##### Data for analysis #####

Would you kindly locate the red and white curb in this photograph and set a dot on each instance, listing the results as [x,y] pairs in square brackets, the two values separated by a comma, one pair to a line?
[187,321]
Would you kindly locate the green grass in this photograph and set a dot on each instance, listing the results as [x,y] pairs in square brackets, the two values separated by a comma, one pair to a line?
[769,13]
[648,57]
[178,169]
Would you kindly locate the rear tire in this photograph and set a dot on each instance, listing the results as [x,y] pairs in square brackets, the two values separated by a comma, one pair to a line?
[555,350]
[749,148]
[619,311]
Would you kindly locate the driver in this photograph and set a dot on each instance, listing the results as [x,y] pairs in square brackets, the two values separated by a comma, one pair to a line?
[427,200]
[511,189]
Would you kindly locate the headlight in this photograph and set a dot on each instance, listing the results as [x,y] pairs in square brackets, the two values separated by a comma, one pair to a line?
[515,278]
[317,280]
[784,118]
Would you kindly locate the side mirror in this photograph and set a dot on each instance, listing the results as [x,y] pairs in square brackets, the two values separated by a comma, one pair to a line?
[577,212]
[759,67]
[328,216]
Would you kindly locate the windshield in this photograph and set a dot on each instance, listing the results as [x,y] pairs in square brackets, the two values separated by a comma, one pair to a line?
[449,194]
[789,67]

#####

What the task asks »
Every record above is to be copied exactly.

Solution for this problem »
Would you kindly locate the red and white curb in this photograph and set a dot on each instance, listing the results as [x,y] pairs in square brackets, the two values separated by a comma, one pair to a line?
[187,321]
Would you kindly locate the green grass in this photograph and set a dot on each instance, listing the results as [x,y] pairs in square brackets, the two values separated by a comma, one pair to a line?
[769,13]
[648,57]
[178,169]
Would you kindly locate the rear tire in this photograph and set a dot on each instance, listing the results as [x,y] pairs in square brackets, the two values separated by a comma, one pair to a line?
[555,350]
[749,148]
[619,311]
Would you kindly locate the driver in this photograph and set a dot on each instance, listing the results as [x,y] pairs in square brackets, the two values separated by a comma, one pair to a line?
[427,200]
[511,189]
Would you kindly locate the headlight in this photograph and set a dot on each instance, listing the results as [x,y] pairs in square brackets, the two values separated by a comma, one pair to a line?
[515,278]
[317,280]
[784,118]
Would you kindly locate the side mirror in this photograph and set a dot on each instance, listing the results as [x,y] pairs in square brackets, the two values separated by a comma, one pair to a line?
[577,212]
[759,67]
[328,216]
Would you kindly locate the windshield in this photograph and set a dot on each instance, listing the results as [x,y] pairs in square brackets, the two values separated by a comma, one pair to a line?
[449,194]
[789,67]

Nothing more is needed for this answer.